-- start Document extract --

It helps a lot. Thank you! I'd be interested in hearing other techniques
out there, so please chime in if you like.

Spell

-----Original Message-----
From: James Leslie [mailto:[EMAIL PROTECTED] 
Sent: Wednesday, March 07, 2007 12:43 PM
To: Spellacy, Michael
Cc: css-d@lists.css-discuss.org
Subject: RE: [css-d] Margin & Padding: Best Practices


I was just wondering what the best practice is for handling default
user-agent margin and padding? For more control over my layout I suppose
I could set a universal selector to eliminate the default stuff (*
{margin: 0; padding: 0;))and then override it where I need to further on
in the document, but killing those property values seems instinctively
wrong to me. I'm worried about eliminating it in places where it could
be useful by default (like on block-level elements such as p, ul, ol,
etc.). Should I resort to such trickery, or should I be setting margin
and padding to zero on all individual rules that do not need a specific
margin or padding value?

-- end Document extract --

Work to be completed:
Reproduce the part of the email about CSS margin and padding that starts with "I was just wondering" and goes on through "or padding value?". The records that come next have no connection to the email about CSS margin and padding.

-- start Recorded information --

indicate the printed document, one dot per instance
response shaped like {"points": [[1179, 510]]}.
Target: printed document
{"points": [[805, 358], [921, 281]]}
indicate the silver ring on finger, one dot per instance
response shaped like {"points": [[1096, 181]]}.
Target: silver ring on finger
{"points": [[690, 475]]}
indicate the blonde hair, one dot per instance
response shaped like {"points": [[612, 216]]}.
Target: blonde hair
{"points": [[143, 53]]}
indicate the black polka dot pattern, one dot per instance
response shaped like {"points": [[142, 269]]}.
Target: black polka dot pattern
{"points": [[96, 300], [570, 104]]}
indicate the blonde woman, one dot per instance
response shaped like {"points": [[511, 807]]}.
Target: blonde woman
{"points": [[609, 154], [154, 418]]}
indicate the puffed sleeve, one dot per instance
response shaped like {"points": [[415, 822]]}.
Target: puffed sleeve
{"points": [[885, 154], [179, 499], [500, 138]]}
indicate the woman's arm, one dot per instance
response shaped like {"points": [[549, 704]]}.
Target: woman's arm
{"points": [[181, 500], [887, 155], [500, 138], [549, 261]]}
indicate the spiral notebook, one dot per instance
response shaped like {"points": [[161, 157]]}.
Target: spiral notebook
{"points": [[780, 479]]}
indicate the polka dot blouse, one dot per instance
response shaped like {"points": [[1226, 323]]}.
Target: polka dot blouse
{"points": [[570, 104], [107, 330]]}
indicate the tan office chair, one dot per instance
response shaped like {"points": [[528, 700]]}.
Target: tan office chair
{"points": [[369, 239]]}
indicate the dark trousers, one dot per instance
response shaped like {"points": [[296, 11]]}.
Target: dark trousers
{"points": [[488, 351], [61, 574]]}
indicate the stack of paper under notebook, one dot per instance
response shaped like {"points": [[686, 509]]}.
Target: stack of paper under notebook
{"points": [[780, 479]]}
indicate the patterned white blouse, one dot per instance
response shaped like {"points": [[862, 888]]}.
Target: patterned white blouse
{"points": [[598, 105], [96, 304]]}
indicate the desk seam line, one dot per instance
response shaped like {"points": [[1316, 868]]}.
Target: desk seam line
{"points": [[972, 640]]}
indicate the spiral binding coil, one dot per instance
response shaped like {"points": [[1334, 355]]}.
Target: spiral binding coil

-- end Recorded information --

Response to the exercise:
I was just wondering what the best practice is for handling default
user-agent margin and padding? For more control over my layout I suppose
I could set a universal selector to eliminate the default stuff (*
{margin: 0; padding: 0;))and then override it where I need to further on
in the document, but killing those property values seems instinctively
wrong to me. I'm worried about eliminating it in places where it could
be useful by default (like on block-level elements such as p, ul, ol,
etc.). Should I resort to such trickery, or should I be setting margin
and padding to zero on all individual rules that do not need a specific
margin or padding value?